Point labeling data
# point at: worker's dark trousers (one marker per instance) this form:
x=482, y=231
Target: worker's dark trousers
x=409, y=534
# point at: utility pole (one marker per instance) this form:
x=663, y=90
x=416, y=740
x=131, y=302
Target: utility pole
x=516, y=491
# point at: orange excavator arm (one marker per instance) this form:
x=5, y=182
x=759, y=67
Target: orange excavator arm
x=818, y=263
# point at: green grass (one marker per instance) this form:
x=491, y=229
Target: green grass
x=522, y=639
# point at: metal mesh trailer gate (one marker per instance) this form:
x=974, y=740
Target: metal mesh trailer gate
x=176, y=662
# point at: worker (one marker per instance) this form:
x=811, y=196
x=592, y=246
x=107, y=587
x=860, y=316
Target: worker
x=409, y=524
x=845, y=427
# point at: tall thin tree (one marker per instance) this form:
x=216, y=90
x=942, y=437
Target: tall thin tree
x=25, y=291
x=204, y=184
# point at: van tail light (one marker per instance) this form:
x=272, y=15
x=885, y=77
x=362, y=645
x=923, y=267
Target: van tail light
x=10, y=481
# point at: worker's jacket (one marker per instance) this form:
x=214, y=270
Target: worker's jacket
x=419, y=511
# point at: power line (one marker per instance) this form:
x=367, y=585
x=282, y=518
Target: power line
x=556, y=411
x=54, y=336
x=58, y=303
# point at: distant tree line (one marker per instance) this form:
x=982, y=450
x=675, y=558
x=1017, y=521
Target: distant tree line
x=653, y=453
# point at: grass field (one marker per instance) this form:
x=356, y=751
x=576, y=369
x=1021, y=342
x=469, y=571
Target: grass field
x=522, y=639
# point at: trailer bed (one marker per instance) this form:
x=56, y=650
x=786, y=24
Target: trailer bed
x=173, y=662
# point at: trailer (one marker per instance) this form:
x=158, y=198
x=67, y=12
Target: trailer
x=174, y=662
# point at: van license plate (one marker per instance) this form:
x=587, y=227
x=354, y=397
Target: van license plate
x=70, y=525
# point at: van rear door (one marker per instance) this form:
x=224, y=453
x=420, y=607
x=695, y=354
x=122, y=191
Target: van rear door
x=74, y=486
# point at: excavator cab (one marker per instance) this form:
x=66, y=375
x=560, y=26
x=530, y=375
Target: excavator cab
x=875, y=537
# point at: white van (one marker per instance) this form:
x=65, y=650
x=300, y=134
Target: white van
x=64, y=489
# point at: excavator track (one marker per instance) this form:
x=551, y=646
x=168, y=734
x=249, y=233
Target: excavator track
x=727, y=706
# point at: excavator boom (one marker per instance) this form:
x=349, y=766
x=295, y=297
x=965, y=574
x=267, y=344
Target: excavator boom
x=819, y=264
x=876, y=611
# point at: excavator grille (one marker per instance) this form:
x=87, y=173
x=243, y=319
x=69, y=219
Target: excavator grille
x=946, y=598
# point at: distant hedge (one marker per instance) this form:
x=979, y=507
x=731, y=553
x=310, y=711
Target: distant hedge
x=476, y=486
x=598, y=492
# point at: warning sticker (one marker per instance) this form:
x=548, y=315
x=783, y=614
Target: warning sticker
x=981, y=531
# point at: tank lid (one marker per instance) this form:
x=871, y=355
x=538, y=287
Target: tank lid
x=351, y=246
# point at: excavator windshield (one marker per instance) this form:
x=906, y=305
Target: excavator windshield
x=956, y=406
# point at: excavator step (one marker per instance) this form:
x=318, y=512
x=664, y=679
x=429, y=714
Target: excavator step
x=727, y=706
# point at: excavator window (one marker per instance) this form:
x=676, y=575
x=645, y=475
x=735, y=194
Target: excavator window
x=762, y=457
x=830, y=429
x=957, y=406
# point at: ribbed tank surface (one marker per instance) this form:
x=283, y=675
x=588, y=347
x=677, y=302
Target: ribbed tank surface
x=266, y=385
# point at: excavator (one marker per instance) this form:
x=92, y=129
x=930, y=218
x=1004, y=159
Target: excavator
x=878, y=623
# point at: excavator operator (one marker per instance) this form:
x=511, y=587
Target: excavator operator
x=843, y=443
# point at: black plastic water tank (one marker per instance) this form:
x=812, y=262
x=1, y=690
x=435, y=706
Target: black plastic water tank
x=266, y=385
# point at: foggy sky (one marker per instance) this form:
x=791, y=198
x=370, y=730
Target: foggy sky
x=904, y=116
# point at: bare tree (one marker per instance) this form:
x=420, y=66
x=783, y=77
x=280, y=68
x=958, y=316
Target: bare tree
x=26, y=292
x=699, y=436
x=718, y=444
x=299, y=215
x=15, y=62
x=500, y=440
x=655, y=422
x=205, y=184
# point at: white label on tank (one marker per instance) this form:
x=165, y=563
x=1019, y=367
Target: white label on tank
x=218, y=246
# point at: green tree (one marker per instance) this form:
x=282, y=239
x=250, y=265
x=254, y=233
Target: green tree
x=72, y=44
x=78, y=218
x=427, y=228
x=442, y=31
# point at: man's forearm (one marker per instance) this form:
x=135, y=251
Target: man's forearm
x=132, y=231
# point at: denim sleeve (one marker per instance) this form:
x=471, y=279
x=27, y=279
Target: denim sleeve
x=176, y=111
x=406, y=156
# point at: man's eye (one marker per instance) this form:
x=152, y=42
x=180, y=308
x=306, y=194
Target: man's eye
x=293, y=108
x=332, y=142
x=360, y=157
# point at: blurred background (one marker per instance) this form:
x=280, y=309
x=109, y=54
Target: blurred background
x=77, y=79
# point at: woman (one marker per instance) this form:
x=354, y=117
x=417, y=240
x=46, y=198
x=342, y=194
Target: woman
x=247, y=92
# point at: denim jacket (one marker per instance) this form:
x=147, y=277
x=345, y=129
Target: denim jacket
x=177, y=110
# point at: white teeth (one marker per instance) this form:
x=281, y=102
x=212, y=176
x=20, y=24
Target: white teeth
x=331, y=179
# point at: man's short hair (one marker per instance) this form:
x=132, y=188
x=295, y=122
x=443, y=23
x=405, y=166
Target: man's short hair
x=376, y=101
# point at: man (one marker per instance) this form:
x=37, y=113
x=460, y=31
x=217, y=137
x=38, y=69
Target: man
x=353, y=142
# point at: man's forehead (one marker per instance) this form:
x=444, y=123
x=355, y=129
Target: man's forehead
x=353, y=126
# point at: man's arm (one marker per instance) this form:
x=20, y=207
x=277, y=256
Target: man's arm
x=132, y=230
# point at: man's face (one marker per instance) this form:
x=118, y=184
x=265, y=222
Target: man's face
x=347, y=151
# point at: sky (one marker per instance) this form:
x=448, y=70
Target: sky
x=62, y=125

[WORK REQUIRED]
Copy all of the data above line for line, changing nothing.

[WRITTEN RESPONSE]
# point at: worker's dark trousers (one marker per instance) this form:
x=482, y=231
Target: worker's dark trousers
x=409, y=534
# point at: utility pole (one marker per instance) this form:
x=663, y=90
x=416, y=740
x=131, y=302
Target: utility pole
x=516, y=491
# point at: orange excavator arm (one marker per instance) this form:
x=5, y=182
x=759, y=67
Target: orange excavator arm
x=818, y=263
# point at: green grass (one marker per instance) this form:
x=491, y=229
Target: green grass
x=522, y=639
# point at: metal mesh trailer gate (one marker per instance) this form:
x=974, y=740
Target: metal mesh trailer gate
x=176, y=662
# point at: worker (one marker per instance) this form:
x=811, y=196
x=592, y=246
x=107, y=587
x=860, y=316
Target: worker
x=409, y=524
x=845, y=427
# point at: tall thin tree (one marker per instance) this form:
x=216, y=90
x=942, y=437
Target: tall thin tree
x=25, y=291
x=204, y=184
# point at: van tail light (one marker per instance) this form:
x=272, y=15
x=885, y=77
x=362, y=645
x=923, y=267
Target: van tail light
x=10, y=481
# point at: worker's jacket (one marker per instance) this form:
x=214, y=270
Target: worker's jacket
x=419, y=511
# point at: power line (one marker per instance) this form:
x=367, y=585
x=282, y=518
Target: power line
x=556, y=411
x=54, y=336
x=58, y=303
# point at: distant tree line (one marker per instance) this form:
x=982, y=450
x=675, y=558
x=1017, y=521
Target: distant tree line
x=653, y=453
# point at: grass field (one marker per instance) this form:
x=356, y=751
x=576, y=369
x=1021, y=342
x=469, y=571
Target: grass field
x=522, y=639
# point at: trailer bed (one marker per instance) this form:
x=56, y=650
x=786, y=24
Target: trailer bed
x=173, y=662
# point at: trailer (one marker per instance) this form:
x=158, y=198
x=67, y=12
Target: trailer
x=174, y=662
# point at: van license plate (one marker per instance) this form:
x=587, y=227
x=354, y=397
Target: van license plate
x=70, y=525
# point at: van rear door (one marker per instance) this form:
x=224, y=453
x=420, y=607
x=695, y=354
x=122, y=191
Target: van rear door
x=74, y=486
# point at: excavator cab (one marker per instance) this form:
x=66, y=375
x=560, y=26
x=530, y=375
Target: excavator cab
x=875, y=537
# point at: white van (one marker per instance) this form:
x=65, y=650
x=300, y=134
Target: white van
x=64, y=489
# point at: excavator track (one marker per instance) this form:
x=551, y=646
x=168, y=734
x=249, y=233
Target: excavator track
x=727, y=706
# point at: excavator boom (one marker per instance) this form:
x=349, y=766
x=295, y=297
x=965, y=574
x=267, y=344
Target: excavator boom
x=819, y=264
x=876, y=611
# point at: excavator grille (one marker per instance) this form:
x=87, y=173
x=243, y=319
x=69, y=219
Target: excavator grille
x=946, y=598
# point at: distant hedge (one marker per instance) this form:
x=979, y=507
x=731, y=553
x=310, y=711
Target: distant hedge
x=476, y=486
x=598, y=492
# point at: warning sticker (one marker per instance) this form:
x=548, y=315
x=783, y=614
Target: warning sticker
x=981, y=531
# point at: tank lid (one marker per instance) this form:
x=871, y=355
x=538, y=287
Target: tank lid
x=351, y=246
# point at: excavator windshield (one marker per instance) this form:
x=906, y=305
Target: excavator windshield
x=956, y=406
# point at: excavator step (one marker per instance) this form:
x=318, y=512
x=664, y=679
x=429, y=714
Target: excavator step
x=727, y=706
# point at: excavator window (one marker per instance) this form:
x=676, y=575
x=645, y=475
x=735, y=194
Target: excavator window
x=762, y=457
x=830, y=429
x=957, y=406
# point at: ribbed tank surface (one marker per instance) this form:
x=283, y=675
x=588, y=347
x=677, y=302
Target: ribbed tank surface
x=266, y=385
# point at: excavator (one marker per instance) this form:
x=92, y=129
x=930, y=218
x=1004, y=159
Target: excavator
x=878, y=623
# point at: excavator operator (one marker per instance) this form:
x=511, y=587
Target: excavator operator
x=843, y=443
# point at: black plastic water tank (one marker per instance) this form:
x=812, y=262
x=1, y=690
x=435, y=706
Target: black plastic water tank
x=266, y=385
# point at: foggy sky (one marker per instance) this form:
x=791, y=198
x=370, y=730
Target: foggy sky
x=904, y=116
# point at: bare tree (one marker per instance) this form:
x=420, y=66
x=783, y=77
x=280, y=68
x=958, y=316
Target: bare tree
x=26, y=292
x=699, y=436
x=718, y=444
x=299, y=215
x=15, y=62
x=500, y=440
x=655, y=422
x=205, y=184
# point at: white label on tank (one marker per instance) this form:
x=165, y=563
x=1019, y=367
Target: white label on tank
x=218, y=246
# point at: green tree (one marker per instance) this form:
x=282, y=239
x=250, y=265
x=254, y=233
Target: green tree
x=72, y=44
x=78, y=218
x=427, y=228
x=442, y=31
# point at: man's forearm (one marker per instance) this form:
x=135, y=251
Target: man's forearm
x=132, y=231
# point at: denim sleeve (one marker per instance) this form:
x=471, y=279
x=27, y=279
Target: denim sleeve
x=176, y=111
x=406, y=156
# point at: man's eye (one marker per instance) this form:
x=152, y=42
x=180, y=308
x=306, y=194
Target: man's eye
x=293, y=108
x=332, y=142
x=360, y=157
# point at: blurred background (one marker per instance) this form:
x=280, y=309
x=109, y=54
Target: blurred background
x=77, y=79
# point at: woman (one marker per instance) this form:
x=354, y=117
x=417, y=240
x=46, y=198
x=342, y=194
Target: woman
x=247, y=92
# point at: denim jacket (one marker per instance) this form:
x=147, y=277
x=345, y=129
Target: denim jacket
x=177, y=110
# point at: white teeth (one marker per instance) this form:
x=281, y=102
x=212, y=176
x=20, y=24
Target: white teeth
x=331, y=179
# point at: man's short hair (one marker per instance) this form:
x=132, y=188
x=295, y=122
x=443, y=23
x=405, y=166
Target: man's short hair
x=376, y=101
# point at: man (one marker per instance) this form:
x=37, y=113
x=460, y=31
x=217, y=137
x=38, y=69
Target: man
x=353, y=142
# point at: man's forehead (one marker per instance) this form:
x=444, y=123
x=355, y=129
Target: man's forehead
x=353, y=126
# point at: man's arm (one marker per instance) this form:
x=20, y=207
x=277, y=256
Target: man's arm
x=132, y=230
# point at: man's face (one marker per instance) this form:
x=118, y=184
x=265, y=222
Target: man's face
x=347, y=151
# point at: sky (one marker per instance) this form:
x=448, y=70
Target: sky
x=62, y=125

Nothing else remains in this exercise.